Document segment below:

Rebirthing-Breathwork


Rebirthing-Breathwork, also called "Conscious Breathing", is a branch of alternative medicine which postulates that specialized breathing techniques may have theraputic benefits. In Rebreathing-Breathwork, the patient makes a connected breath where the breather does not pause between inhale and exhale. This causes a build up of oxygen in the blood and, according to practitioners, a build up of prana or life energy. Breathing sessions are done laying down and usually last one to two hours.
It grew from the work of Leonard Orr. It was so named because when he first started doing this kind of work he noticed that he would often have what he describes as memories of his birth. Orr developed his process between 1962 and 1974 as he (without any (then) awareness of yoga or breathwork disciplines) discovered that modifications to breathing practices could bring about improvements in health, mental clarity and emotional well-being.
Development of Rebirthing as a therapeutic modality in its own right peaked in 1974, and has been extended from that point since. Orr, accompanied by fellow researchers, refined it into a system that can be practised in the context of a professional therapy session and taught to clients over a series of sessions, ten being the recommended minimum.

End of Document segment.
Recorded data below:

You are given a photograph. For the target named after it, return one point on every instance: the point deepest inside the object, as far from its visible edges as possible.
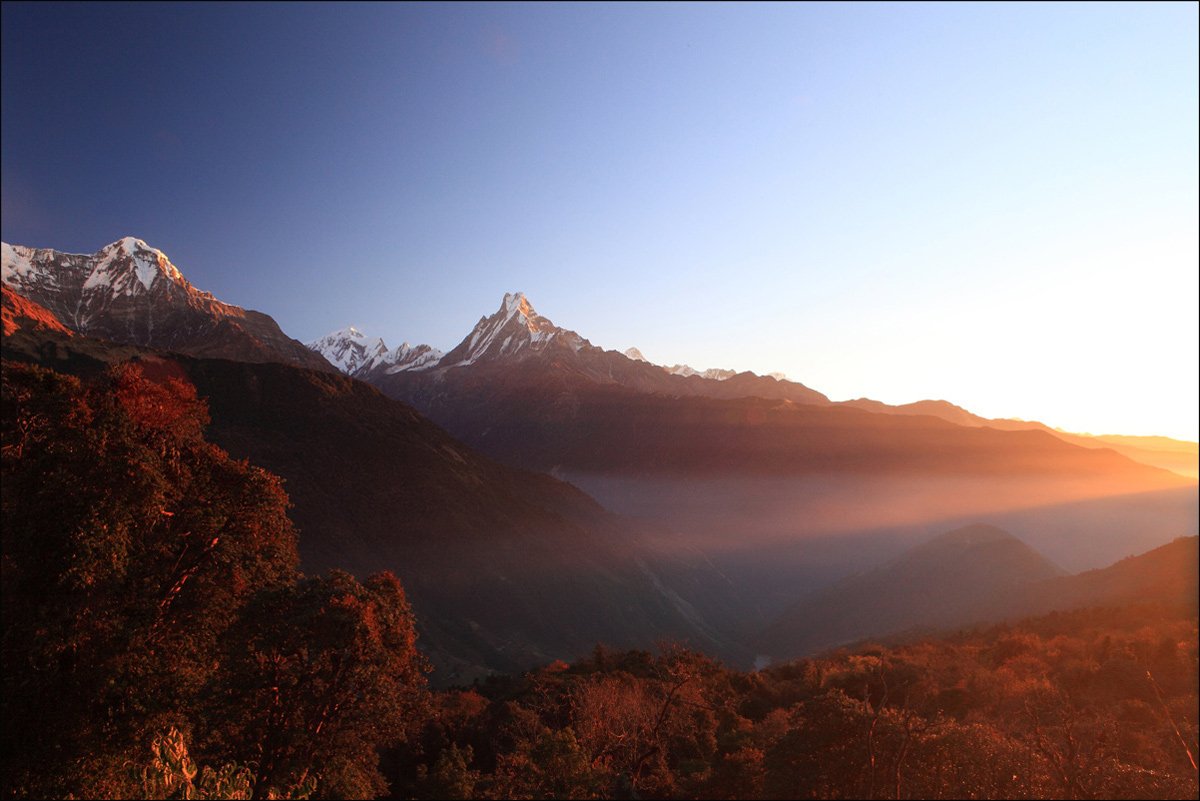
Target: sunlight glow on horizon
(988, 204)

End of Recorded data.

• [Task prompt]
In the Rebirthing-Breathwork text, what improvements did Orr find that modified breathing practices could bring about? List every one.

• [Task response]
Health, mental clarity, and emotional well-being.